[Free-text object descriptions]
####################
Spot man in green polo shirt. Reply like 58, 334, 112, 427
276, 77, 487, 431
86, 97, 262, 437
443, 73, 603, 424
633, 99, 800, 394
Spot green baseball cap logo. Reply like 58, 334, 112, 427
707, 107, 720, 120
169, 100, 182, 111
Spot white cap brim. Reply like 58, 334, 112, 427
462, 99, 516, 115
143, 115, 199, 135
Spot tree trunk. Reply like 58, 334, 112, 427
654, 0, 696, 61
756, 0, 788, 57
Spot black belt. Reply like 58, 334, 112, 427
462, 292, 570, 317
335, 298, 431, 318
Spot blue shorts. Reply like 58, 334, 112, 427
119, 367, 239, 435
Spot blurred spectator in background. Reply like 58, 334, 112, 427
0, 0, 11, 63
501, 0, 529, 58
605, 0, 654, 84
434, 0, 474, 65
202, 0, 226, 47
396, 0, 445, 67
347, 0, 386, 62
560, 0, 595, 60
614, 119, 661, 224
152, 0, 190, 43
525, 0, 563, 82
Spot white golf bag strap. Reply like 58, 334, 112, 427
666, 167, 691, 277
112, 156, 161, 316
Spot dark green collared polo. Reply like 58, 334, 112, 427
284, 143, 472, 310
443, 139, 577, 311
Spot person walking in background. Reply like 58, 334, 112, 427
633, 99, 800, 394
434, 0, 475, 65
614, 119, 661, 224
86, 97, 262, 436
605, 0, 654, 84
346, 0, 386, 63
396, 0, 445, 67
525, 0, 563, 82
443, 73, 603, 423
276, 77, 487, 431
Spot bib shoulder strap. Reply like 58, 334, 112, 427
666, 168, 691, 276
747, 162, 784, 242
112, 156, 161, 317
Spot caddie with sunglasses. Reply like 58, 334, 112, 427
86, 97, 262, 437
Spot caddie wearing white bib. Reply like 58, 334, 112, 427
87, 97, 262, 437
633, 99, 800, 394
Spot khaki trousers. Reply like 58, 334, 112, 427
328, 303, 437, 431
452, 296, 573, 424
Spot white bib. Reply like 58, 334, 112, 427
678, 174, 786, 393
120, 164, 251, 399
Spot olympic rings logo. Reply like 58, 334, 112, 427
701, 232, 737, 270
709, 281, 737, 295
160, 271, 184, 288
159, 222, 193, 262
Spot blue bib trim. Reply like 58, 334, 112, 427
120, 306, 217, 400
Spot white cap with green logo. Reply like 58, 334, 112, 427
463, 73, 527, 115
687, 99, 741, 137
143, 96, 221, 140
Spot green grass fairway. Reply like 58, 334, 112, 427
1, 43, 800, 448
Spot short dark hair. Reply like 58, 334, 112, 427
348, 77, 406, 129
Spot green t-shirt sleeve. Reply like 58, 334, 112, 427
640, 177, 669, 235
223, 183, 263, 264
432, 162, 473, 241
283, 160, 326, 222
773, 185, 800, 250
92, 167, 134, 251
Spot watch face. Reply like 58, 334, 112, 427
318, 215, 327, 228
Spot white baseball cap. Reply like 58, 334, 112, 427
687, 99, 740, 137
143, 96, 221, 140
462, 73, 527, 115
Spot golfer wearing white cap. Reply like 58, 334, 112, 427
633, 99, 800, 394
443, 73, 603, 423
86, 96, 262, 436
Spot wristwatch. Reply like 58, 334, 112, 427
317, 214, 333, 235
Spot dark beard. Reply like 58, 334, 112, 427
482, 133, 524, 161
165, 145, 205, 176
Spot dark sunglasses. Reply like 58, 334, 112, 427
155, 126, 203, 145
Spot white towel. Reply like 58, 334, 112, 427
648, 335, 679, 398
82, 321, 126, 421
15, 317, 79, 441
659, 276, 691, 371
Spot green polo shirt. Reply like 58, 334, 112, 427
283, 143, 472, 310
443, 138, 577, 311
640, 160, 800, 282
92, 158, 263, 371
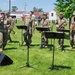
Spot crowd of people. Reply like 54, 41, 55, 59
0, 10, 75, 52
23, 11, 75, 50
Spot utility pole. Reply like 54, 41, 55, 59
9, 0, 11, 14
24, 3, 27, 13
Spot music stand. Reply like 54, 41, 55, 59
57, 29, 70, 33
16, 25, 27, 46
44, 31, 64, 70
36, 27, 50, 31
16, 25, 31, 67
57, 29, 70, 50
36, 27, 50, 48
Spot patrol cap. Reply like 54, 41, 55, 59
43, 12, 47, 16
59, 12, 63, 15
6, 11, 10, 14
1, 11, 5, 14
73, 11, 75, 15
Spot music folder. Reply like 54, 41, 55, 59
36, 26, 50, 32
44, 31, 64, 39
57, 29, 70, 33
16, 25, 27, 30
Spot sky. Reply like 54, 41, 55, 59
0, 0, 56, 12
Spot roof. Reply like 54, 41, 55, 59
11, 11, 25, 14
49, 9, 57, 12
11, 11, 49, 17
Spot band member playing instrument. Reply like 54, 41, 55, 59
55, 12, 67, 50
6, 12, 16, 42
70, 11, 75, 48
24, 11, 35, 46
40, 13, 50, 48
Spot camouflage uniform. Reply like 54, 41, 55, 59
70, 12, 75, 48
56, 12, 66, 50
6, 15, 13, 42
0, 12, 8, 50
24, 14, 35, 46
40, 14, 50, 47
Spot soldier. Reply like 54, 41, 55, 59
40, 13, 50, 48
6, 12, 15, 42
70, 11, 75, 48
0, 11, 8, 52
56, 12, 67, 50
24, 11, 35, 46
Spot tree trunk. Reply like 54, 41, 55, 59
69, 18, 71, 29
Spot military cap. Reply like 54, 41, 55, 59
43, 12, 47, 16
59, 12, 63, 15
1, 11, 5, 14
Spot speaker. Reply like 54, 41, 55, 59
0, 53, 13, 66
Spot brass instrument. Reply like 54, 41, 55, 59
56, 20, 66, 28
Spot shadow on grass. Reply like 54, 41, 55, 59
4, 47, 17, 50
9, 41, 19, 43
49, 65, 71, 70
63, 45, 70, 48
30, 44, 40, 46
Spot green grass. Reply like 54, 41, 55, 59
0, 20, 75, 75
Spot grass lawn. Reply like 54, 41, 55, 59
0, 19, 75, 75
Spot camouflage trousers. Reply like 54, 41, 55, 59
0, 32, 3, 48
57, 27, 64, 49
70, 30, 75, 47
0, 31, 8, 49
8, 29, 12, 42
24, 30, 32, 46
41, 31, 48, 46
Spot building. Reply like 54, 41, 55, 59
49, 9, 57, 22
10, 11, 26, 18
10, 11, 42, 19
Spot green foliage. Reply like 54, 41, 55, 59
12, 6, 18, 12
55, 0, 75, 18
33, 7, 44, 12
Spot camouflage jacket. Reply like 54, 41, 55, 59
40, 18, 50, 27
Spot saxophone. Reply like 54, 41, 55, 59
56, 20, 66, 28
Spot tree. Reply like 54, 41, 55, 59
54, 0, 75, 28
12, 6, 18, 12
33, 7, 44, 12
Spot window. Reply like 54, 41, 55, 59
51, 13, 54, 17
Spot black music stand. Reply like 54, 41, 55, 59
44, 31, 64, 70
16, 25, 31, 67
36, 27, 50, 31
57, 29, 70, 33
57, 29, 70, 50
16, 25, 27, 46
36, 27, 50, 48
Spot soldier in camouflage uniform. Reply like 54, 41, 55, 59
70, 11, 75, 48
5, 12, 13, 42
24, 11, 35, 46
55, 12, 67, 50
40, 13, 50, 48
0, 11, 8, 52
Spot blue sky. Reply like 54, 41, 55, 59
0, 0, 56, 12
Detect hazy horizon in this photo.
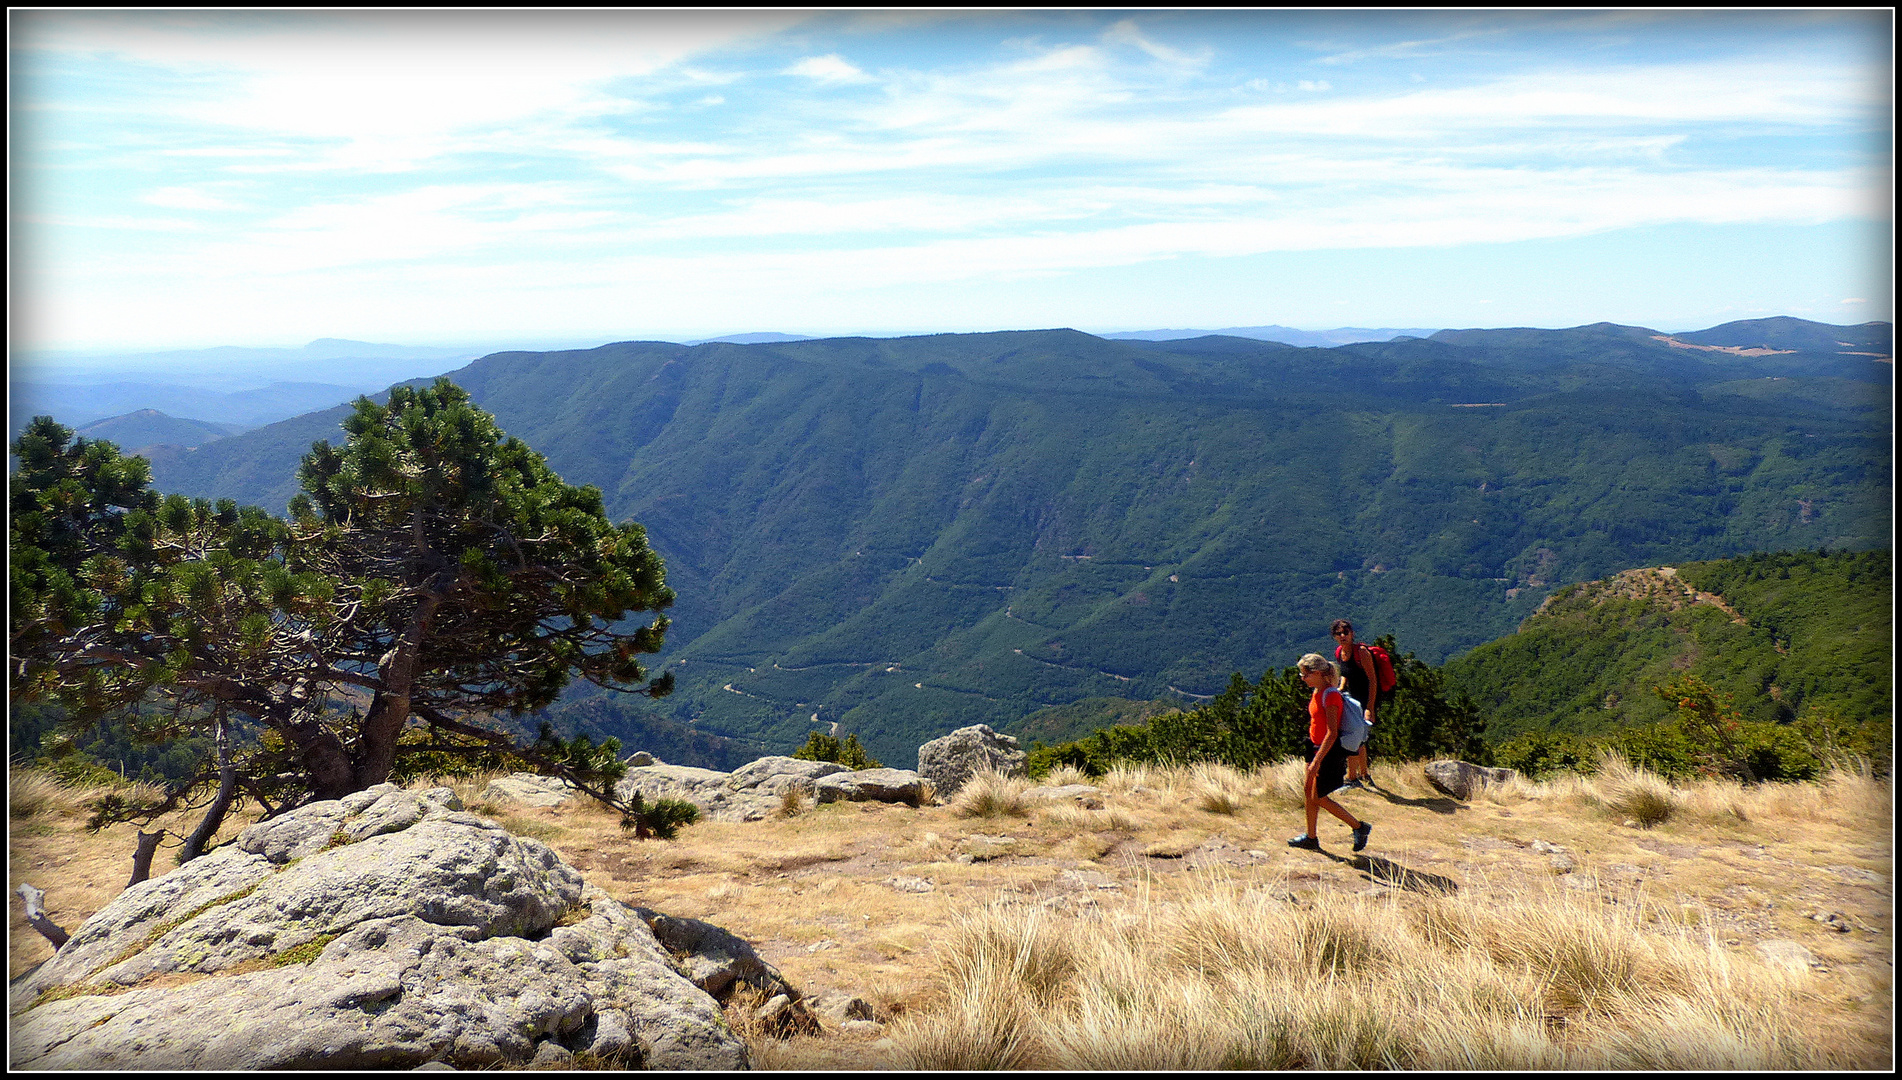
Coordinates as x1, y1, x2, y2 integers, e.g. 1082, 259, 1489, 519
####################
- [THE TASK] Pictures must be left out when the records are transcribed exactly.

- [RESPONSE]
Spot man in green polo shirt. Reply like 58, 334, 112, 427
276, 77, 487, 431
86, 97, 262, 437
443, 73, 603, 424
633, 99, 800, 394
Spot green baseball cap logo. Reply like 58, 334, 112, 427
707, 107, 720, 120
169, 100, 182, 111
Spot white cap brim. Reply like 58, 334, 112, 427
462, 99, 516, 115
143, 115, 199, 135
Spot tree trunk. Reply like 58, 334, 112, 427
654, 0, 696, 61
756, 0, 788, 57
Spot black belt. Reply like 58, 334, 112, 427
462, 292, 570, 317
335, 298, 431, 318
Spot blue shorts. Reply like 58, 334, 112, 427
119, 367, 239, 435
Spot blurred spectator in background. Reply like 58, 334, 112, 427
0, 0, 11, 63
501, 0, 529, 58
605, 0, 654, 84
434, 0, 474, 65
202, 0, 226, 47
396, 0, 445, 67
347, 0, 386, 62
560, 0, 595, 60
614, 119, 661, 224
152, 0, 190, 43
525, 0, 563, 82
Spot white golf bag strap. Reply like 58, 334, 112, 427
666, 167, 691, 277
112, 156, 161, 316
Spot dark green collared polo. Reply like 58, 334, 112, 427
284, 143, 472, 310
443, 139, 577, 311
Spot person walking in background. Reply like 58, 334, 112, 427
633, 99, 800, 394
434, 0, 475, 65
614, 119, 661, 224
86, 97, 262, 436
605, 0, 654, 84
346, 0, 386, 63
396, 0, 445, 67
525, 0, 563, 82
443, 73, 603, 423
276, 77, 487, 431
Spot bib shoulder strap. Reply like 58, 334, 112, 427
666, 168, 691, 276
747, 162, 784, 242
112, 156, 161, 317
Spot caddie with sunglasses. Reply like 58, 334, 112, 427
86, 97, 262, 437
Spot caddie wearing white bib. Reply like 58, 334, 112, 427
87, 97, 262, 437
633, 99, 800, 394
Spot khaki trousers. Reply like 58, 334, 112, 427
328, 303, 437, 431
452, 296, 573, 424
Spot white bib. Reply like 58, 334, 112, 427
678, 174, 786, 393
120, 164, 251, 399
Spot olympic rings logo. Reply like 58, 334, 112, 427
701, 232, 737, 270
709, 281, 737, 295
160, 271, 184, 288
159, 222, 193, 262
Spot blue bib trim. Reply like 58, 334, 112, 427
120, 306, 217, 400
Spot white cap with green logo. Reply like 58, 334, 112, 427
463, 73, 527, 115
687, 99, 741, 137
143, 96, 221, 140
Spot green grass fairway. Reply like 58, 334, 112, 427
1, 43, 800, 448
Spot short dark hair. Reply like 58, 334, 112, 427
348, 77, 406, 129
Spot green t-shirt sleeve. Reply like 58, 334, 112, 427
640, 177, 669, 235
223, 183, 263, 264
432, 162, 473, 241
283, 160, 326, 222
773, 185, 800, 250
92, 167, 134, 251
Spot watch face. Reply like 58, 334, 112, 427
318, 215, 327, 228
Spot white baseball cap. Reply like 58, 334, 112, 427
687, 99, 740, 137
143, 96, 221, 140
462, 73, 527, 115
Spot golfer wearing white cap. Reply like 58, 334, 112, 427
633, 99, 800, 394
443, 73, 603, 423
86, 96, 262, 436
Spot wristwatch. Reply like 58, 334, 112, 427
317, 214, 333, 235
Spot dark beard. Reply like 58, 334, 112, 427
482, 133, 524, 161
165, 145, 205, 176
Spot dark sunglasses. Reply like 58, 334, 112, 427
155, 126, 203, 145
Spot white towel. Reply like 58, 334, 112, 427
648, 335, 679, 398
82, 321, 126, 421
15, 317, 79, 441
659, 276, 691, 371
Spot green polo shirt. Reply like 58, 334, 112, 427
283, 143, 472, 310
443, 138, 577, 311
640, 160, 800, 282
92, 158, 263, 371
Spot crowd of people. Reply like 54, 41, 55, 59
0, 10, 75, 52
23, 11, 75, 50
Spot utility pole. Reply like 54, 41, 55, 59
9, 0, 11, 14
24, 3, 27, 13
Spot music stand. Reply like 54, 41, 55, 59
57, 29, 70, 33
16, 25, 27, 46
44, 31, 64, 70
36, 27, 50, 31
16, 25, 31, 67
57, 29, 70, 50
36, 27, 50, 48
Spot patrol cap. Reply like 54, 41, 55, 59
43, 12, 47, 16
59, 12, 63, 15
6, 11, 10, 14
1, 11, 5, 14
73, 11, 75, 15
Spot music folder. Reply like 54, 41, 55, 59
36, 26, 50, 32
44, 31, 64, 39
57, 29, 70, 33
16, 25, 27, 30
Spot sky. Reply like 54, 41, 55, 59
0, 0, 56, 12
Spot roof. Reply like 54, 41, 55, 59
11, 11, 25, 14
49, 9, 57, 12
11, 11, 49, 17
Spot band member playing instrument. Reply like 54, 41, 55, 59
55, 12, 67, 50
6, 12, 16, 42
70, 11, 75, 48
24, 11, 35, 46
40, 13, 50, 48
Spot camouflage uniform. Reply like 54, 41, 55, 59
70, 12, 75, 48
56, 12, 66, 50
6, 15, 13, 42
0, 12, 8, 50
24, 14, 35, 46
40, 14, 50, 47
Spot soldier. Reply like 54, 41, 55, 59
40, 13, 50, 48
6, 12, 15, 42
70, 11, 75, 48
0, 11, 8, 52
56, 12, 67, 50
24, 11, 35, 46
Spot tree trunk. Reply like 54, 41, 55, 59
69, 18, 71, 29
Spot military cap. Reply like 54, 41, 55, 59
43, 12, 47, 16
59, 12, 63, 15
1, 11, 5, 14
Spot speaker. Reply like 54, 41, 55, 59
0, 53, 13, 66
Spot brass instrument. Reply like 54, 41, 55, 59
56, 20, 66, 28
Spot shadow on grass. Reply like 54, 41, 55, 59
4, 47, 17, 50
9, 41, 19, 43
49, 65, 71, 70
63, 45, 70, 48
30, 44, 40, 46
Spot green grass. Reply like 54, 41, 55, 59
0, 20, 75, 75
Spot grass lawn. Reply like 54, 41, 55, 59
0, 19, 75, 75
Spot camouflage trousers. Reply like 54, 41, 55, 59
0, 32, 3, 48
57, 27, 64, 49
70, 30, 75, 47
0, 31, 8, 49
8, 29, 12, 42
24, 30, 32, 46
41, 31, 48, 46
Spot building. Reply like 54, 41, 55, 59
49, 9, 57, 22
10, 11, 26, 18
10, 11, 42, 19
Spot green foliage. Reply like 54, 41, 55, 59
12, 6, 18, 12
55, 0, 75, 18
33, 7, 44, 12
Spot camouflage jacket. Reply like 54, 41, 55, 59
40, 18, 50, 27
Spot saxophone. Reply like 54, 41, 55, 59
56, 20, 66, 28
Spot tree. Reply like 54, 41, 55, 59
54, 0, 75, 28
12, 6, 18, 12
33, 7, 44, 12
Spot window. Reply like 54, 41, 55, 59
51, 13, 54, 17
Spot black music stand. Reply like 54, 41, 55, 59
44, 31, 64, 70
16, 25, 31, 67
36, 27, 50, 31
57, 29, 70, 33
57, 29, 70, 50
16, 25, 27, 46
36, 27, 50, 48
Spot soldier in camouflage uniform. Reply like 54, 41, 55, 59
70, 11, 75, 48
5, 12, 13, 42
24, 11, 35, 46
55, 12, 67, 50
40, 13, 50, 48
0, 11, 8, 52
Spot blue sky. Reply like 54, 41, 55, 59
0, 0, 56, 12
Detect hazy horizon in this photo.
Coordinates as x1, y1, x2, y2 integers, e.g. 1082, 259, 1489, 519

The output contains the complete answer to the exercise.